▶ Problem statement: Locate the line with "Pick out each instance of the team" in the material. Copy that line and each one after it, through the last, exactly and with nothing else.

▶ Data provided:

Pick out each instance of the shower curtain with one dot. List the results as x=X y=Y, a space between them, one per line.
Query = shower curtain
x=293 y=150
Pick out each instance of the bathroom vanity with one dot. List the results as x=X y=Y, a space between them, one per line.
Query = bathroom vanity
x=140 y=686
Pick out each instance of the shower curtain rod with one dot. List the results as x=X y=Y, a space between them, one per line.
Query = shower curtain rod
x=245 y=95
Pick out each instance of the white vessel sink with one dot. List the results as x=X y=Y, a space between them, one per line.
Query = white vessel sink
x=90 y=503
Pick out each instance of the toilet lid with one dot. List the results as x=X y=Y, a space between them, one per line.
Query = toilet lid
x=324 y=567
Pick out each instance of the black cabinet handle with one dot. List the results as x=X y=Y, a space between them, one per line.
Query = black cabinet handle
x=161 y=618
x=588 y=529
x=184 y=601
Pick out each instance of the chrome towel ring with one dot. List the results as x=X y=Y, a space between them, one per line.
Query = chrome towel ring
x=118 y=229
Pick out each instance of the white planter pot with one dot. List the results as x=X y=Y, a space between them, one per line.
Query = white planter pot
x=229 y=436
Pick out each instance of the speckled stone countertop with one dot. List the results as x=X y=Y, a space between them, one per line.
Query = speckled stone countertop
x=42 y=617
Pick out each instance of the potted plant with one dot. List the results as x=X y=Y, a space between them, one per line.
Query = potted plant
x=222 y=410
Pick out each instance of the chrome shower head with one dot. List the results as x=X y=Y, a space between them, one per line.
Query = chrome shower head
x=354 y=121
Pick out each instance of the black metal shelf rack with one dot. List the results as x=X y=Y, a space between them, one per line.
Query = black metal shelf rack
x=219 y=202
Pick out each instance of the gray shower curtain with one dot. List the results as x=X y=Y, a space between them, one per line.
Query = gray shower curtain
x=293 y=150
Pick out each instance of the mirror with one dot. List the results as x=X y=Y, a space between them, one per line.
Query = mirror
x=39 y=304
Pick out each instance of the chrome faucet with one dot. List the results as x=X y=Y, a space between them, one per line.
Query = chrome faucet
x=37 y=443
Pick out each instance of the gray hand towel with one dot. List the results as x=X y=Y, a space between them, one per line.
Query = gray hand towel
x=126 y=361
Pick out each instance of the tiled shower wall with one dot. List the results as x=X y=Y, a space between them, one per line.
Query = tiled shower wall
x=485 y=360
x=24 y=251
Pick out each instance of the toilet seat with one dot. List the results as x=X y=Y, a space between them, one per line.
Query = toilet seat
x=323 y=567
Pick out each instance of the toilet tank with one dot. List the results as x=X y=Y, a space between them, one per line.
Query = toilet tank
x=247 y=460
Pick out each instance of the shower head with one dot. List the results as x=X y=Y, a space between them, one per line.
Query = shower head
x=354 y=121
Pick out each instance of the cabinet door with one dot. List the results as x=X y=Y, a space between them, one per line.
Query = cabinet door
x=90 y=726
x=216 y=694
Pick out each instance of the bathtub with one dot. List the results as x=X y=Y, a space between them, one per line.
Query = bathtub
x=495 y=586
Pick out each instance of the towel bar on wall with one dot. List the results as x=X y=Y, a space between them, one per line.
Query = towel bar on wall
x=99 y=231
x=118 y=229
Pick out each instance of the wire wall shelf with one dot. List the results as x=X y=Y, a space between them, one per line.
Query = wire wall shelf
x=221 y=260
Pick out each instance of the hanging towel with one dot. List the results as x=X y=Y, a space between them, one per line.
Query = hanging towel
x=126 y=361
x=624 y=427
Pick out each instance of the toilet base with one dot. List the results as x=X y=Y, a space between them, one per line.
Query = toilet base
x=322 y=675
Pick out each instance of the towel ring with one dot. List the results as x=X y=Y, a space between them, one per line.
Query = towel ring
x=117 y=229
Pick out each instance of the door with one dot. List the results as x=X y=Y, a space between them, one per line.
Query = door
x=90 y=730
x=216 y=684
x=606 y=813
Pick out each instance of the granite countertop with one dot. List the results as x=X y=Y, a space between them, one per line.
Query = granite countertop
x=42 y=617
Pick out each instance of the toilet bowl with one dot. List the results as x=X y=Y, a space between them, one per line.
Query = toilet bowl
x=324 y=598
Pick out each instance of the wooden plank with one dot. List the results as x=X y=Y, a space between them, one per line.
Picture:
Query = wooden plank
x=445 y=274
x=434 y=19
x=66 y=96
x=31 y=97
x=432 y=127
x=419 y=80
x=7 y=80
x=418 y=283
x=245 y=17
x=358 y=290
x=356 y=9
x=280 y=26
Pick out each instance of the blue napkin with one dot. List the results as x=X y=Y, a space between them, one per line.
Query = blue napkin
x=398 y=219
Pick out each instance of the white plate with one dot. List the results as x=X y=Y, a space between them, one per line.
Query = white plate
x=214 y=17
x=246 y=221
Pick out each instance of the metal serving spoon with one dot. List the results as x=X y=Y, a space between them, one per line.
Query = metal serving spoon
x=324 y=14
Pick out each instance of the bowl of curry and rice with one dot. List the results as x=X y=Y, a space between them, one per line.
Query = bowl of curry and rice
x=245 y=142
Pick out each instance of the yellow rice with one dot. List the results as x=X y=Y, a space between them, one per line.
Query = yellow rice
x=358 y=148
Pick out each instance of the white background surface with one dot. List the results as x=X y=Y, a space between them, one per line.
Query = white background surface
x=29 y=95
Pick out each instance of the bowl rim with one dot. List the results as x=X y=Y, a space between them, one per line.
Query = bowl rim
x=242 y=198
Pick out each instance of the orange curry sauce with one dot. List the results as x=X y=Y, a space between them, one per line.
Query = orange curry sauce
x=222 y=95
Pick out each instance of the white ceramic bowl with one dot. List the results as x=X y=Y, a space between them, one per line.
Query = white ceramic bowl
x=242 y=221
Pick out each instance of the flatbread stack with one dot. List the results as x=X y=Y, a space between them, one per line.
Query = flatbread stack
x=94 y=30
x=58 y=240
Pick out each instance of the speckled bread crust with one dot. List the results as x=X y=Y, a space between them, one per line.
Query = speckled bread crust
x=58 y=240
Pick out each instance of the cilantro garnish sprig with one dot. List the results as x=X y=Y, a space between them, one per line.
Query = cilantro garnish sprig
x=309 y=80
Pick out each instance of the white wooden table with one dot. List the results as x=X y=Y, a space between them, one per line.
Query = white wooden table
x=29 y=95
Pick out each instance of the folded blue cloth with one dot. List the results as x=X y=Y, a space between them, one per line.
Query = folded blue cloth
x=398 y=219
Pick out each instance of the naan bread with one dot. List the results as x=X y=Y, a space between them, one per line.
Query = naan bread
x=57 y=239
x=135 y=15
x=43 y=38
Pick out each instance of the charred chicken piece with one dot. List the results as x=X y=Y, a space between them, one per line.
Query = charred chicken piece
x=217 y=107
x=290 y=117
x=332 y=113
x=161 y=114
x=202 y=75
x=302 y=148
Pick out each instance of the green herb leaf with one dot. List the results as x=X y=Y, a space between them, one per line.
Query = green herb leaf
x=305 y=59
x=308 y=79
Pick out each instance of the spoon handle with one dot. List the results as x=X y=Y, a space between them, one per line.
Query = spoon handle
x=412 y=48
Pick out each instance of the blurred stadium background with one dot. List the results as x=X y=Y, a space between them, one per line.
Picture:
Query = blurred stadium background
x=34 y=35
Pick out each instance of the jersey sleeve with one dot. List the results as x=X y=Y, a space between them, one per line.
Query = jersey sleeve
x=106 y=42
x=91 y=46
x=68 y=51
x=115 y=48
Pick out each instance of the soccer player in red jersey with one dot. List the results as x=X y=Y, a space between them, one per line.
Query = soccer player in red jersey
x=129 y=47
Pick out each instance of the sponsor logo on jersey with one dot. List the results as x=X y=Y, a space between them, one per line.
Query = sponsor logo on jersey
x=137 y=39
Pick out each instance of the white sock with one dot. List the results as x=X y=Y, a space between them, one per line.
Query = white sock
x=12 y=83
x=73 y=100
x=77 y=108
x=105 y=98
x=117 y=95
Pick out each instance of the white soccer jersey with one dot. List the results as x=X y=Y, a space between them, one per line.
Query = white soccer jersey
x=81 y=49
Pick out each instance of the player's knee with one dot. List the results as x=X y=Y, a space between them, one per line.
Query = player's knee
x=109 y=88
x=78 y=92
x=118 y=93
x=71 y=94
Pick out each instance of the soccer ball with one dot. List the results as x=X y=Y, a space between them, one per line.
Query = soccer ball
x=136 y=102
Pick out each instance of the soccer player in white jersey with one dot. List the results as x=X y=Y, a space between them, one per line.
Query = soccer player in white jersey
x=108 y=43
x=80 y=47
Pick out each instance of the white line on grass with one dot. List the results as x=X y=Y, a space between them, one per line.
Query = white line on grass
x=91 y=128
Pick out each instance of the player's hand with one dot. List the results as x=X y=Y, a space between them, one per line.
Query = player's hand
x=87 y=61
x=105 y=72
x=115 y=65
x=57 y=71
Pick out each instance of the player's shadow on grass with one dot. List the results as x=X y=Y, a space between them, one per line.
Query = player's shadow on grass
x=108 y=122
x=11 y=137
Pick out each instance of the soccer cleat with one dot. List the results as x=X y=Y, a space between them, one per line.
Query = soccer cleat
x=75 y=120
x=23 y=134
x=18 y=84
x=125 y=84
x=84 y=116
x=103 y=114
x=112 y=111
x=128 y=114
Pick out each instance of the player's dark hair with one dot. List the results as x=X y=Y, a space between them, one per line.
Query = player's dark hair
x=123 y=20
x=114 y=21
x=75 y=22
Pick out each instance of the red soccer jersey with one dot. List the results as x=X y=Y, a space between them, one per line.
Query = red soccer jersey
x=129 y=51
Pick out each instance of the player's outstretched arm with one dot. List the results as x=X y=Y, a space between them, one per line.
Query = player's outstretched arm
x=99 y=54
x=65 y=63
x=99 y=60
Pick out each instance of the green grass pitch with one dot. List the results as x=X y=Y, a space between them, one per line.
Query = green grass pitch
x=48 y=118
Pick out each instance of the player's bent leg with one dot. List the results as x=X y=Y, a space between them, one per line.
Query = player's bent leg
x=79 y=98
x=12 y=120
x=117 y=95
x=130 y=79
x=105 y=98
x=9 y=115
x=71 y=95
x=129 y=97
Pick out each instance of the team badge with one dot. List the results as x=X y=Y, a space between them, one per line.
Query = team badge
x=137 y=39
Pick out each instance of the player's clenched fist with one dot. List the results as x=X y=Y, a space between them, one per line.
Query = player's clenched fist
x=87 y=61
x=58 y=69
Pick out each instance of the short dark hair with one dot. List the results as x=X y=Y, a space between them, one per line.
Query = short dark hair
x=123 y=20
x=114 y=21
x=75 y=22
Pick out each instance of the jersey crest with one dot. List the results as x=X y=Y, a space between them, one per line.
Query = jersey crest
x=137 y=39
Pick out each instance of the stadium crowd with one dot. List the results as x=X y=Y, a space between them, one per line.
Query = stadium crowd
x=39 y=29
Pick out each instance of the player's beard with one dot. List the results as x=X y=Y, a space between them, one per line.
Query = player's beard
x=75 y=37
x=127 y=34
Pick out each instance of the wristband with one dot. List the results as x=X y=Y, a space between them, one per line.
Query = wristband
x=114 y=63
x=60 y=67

▶ Exercise solution:
Pick out each instance of the team badge with one dot. List the results as x=X y=Y, a space between them, one per line.
Query = team badge
x=137 y=39
Pick out each instance of the player's clenched fist with one dot. List the results as x=X y=Y, a space between them, one per line.
Query = player's clenched fist
x=87 y=61
x=58 y=69
Pick out each instance of the short dark hair with one dot. List the results as x=X y=Y, a space between them, one per line.
Query = short dark hair
x=123 y=20
x=114 y=21
x=75 y=22
Pick out each instance of the jersey crest with one dot. List the results as x=X y=Y, a space between them, one per line.
Query = jersey crest
x=137 y=39
Pick out each instance of the stadium crowd with one dot. List the results as x=X y=Y, a space between them, one per line.
Query = stadium crowd
x=39 y=29
Pick out each instance of the player's beard with one dot. List the results as x=X y=Y, a space between them, one per line.
Query = player's beard
x=75 y=37
x=127 y=34
Pick out each instance of the wristband with one dot. List the results as x=X y=Y, a space between them, one per line.
Query = wristband
x=114 y=63
x=60 y=67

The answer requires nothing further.